**CONSEGNE**
- 1) Secondo il testo sulle Fondazioni Bancarie, che cosa non esiste riguardo ai vertici? Elenca ogni voce.
- 2) Riassumi in due frasi il testo sulle Fondazioni Bancarie.
- 3) Riprendi il testo sulle Fondazioni Bancarie e prosegui subito dopo la sua ultima frase.

**TESTO DA ESAMINARE**
Prendiamo per esempio le Fondazioni Bancarie, che hanno un modello di governance aziendalistico accentuatamente verticistico a fronte di una “vocazione pubblica”, quella di irrogare risorse volte a favorire lo sviluppo sociale e culturale di un territorio di riferimento. La strutturazione verticistica della governance è una caratteristica comune tanto all’azienda privata quanto oggi agli enti pubblici, che tuttavia stride con la vocazione democratica ed ecologica necessaria per il buon governo dei beni comuni. Non sarebbe più coerente perseguire il disegno sociale tipico delle Fondazioni Bancarie con un governo partecipato in cui i cittadini possano partecipare direttamente alle scelte, invece di dipendere da decisioni prese ai vertici, sovente come nel recente caso della Fondazione Monte Paschi (ma anche in molti altri casi) con una logica che stride rispetto alla vocazione sociale e culturale per favorire invece l’avventurismo nel mondo degli affari ? Quali seri controlli pubblici ci sono, sulle politiche sociali e culturali di questi enti, che siano capaci di controllare il perseguimento della loro vocazione? Non esiste, come noto, alcuna trasparenza e alcuna responsabilità né politica né giuridica dei vertici, sicché non ci si può stupire se risulta difficile operare una qualunque coerente pianificazione di lungo periodo.

**RECORD FORNITI**
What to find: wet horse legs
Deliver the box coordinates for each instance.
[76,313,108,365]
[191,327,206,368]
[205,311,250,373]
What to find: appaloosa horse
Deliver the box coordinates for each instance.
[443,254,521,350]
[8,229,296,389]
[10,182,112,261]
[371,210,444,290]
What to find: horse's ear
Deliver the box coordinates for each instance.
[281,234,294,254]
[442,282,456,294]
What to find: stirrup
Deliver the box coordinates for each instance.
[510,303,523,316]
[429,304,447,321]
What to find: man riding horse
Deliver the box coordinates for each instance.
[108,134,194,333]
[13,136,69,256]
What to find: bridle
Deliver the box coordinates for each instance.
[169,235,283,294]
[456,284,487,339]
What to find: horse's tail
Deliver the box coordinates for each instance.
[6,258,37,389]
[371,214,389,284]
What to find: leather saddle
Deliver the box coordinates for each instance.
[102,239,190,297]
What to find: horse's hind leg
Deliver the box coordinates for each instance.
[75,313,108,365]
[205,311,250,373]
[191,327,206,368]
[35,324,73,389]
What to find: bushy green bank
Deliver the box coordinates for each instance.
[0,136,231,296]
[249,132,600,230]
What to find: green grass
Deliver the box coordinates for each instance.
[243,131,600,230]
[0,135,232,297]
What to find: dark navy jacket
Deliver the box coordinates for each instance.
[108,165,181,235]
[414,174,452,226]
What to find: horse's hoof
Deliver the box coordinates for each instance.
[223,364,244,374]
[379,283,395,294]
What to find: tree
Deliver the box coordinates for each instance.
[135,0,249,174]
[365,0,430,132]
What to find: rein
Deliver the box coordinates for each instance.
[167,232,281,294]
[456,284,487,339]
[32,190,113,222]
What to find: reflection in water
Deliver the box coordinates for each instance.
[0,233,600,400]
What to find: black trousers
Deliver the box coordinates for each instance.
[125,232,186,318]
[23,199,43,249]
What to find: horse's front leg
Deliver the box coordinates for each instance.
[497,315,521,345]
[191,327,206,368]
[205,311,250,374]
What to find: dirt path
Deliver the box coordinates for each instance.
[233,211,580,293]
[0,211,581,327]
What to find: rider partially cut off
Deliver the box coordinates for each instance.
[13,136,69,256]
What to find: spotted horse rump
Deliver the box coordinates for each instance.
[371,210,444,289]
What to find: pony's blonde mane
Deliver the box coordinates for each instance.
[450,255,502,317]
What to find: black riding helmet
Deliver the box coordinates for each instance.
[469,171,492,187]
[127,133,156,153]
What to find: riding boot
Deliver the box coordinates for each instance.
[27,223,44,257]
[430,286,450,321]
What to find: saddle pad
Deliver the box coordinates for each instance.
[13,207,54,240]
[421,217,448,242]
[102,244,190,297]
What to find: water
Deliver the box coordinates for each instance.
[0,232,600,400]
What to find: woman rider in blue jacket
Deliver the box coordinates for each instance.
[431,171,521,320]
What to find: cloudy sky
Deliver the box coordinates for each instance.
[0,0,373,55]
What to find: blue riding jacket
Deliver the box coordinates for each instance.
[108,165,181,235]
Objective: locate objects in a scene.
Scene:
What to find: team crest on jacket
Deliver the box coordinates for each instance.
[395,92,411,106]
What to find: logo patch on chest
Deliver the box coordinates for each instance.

**SOLUZIONI**
- 1)
- trasparenza
- responsabilità politica
- responsabilità giuridica

- 2) Le Fondazioni Bancarie hanno una governance verticistica che contrasta con la loro vocazione pubblica di favorire lo sviluppo sociale e culturale di un territorio. Il testo propone un governo partecipato in cui i cittadini scelgano direttamente, si chiede quali seri controlli pubblici vi siano e osserva che la mancanza di trasparenza e di responsabilità politica e giuridica dei vertici rende difficile una pianificazione coerente di lungo periodo.

- 3)
Una simile questione, che poi si chiama “governo democratico dell’economia”, potrebbe porsi di fronte a banche, pur strutturalmente private, che essendo piombate per incapacità o disonestà dei loro amministratori in cattivissime acque sono dovute ricorrere ad ingenti iniezioni di denaro pubblico. In che senso e fino a che punto si può considerare ancora privato un tale ente che impatta con la sua azione (come ad esempio MPS) un’intera collettività? Ecco qui che la distinzione fra pubblico e privato, entrata in crisi profonda nel campo delle SPA pubbliche e delle Fondazioni Bancarie, dato il contrasto fra la loro governance privata e la loro vocazione pubblica, non può che cedere il passo a quell’altro modo di concepire il pubblico che si ritrova nell’ art. 43 della Costituzione e che rompe con l’idea che il “pubblico” sia la proprietà privata del partito o dell’uomo forte di turno.

Tale trasformazione, prima di tutto culturale (in Italia l’idea della Azienda pubblica come “proprietà privata” del partito fu inaugurata da Fanfani, mentre certo Mattei e Beneduce interpretavano il pubblico in modo ben altro) richiede una riflessione profonda sui modelli di proprietà. La proprietà, pubblica o privata che sia, deve essere liberata dal suo DNA di lucro e dalla sua governance di tipo “estrattivo” e va rifondata piuttosto su una visione “generativa”, che ripudia l’economia, ridotta a scienza dello sfruttamento, a favore dell’ecologia come scienza della vita. Soltanto in tal modo potrà ripudiarsi la struttura gerarchica e dall’alto in basso che costituisce, a mio modo di vedere, il principale problema delle attuali Fondazioni Bancarie. Un problema, come visto, che le Fondazioni Bancarie condividono con una pluralità di aziende pubbliche e private e più in generale, ma cosa forse ancor più grave, con la stessa Cassa Depositi e Prestiti in cui vantano un’importante partecipazione nonché il potere di designarne il Presidente, amplificando a livello nazionale i problemi già chiaramente riscontrabili in molti contesti locali.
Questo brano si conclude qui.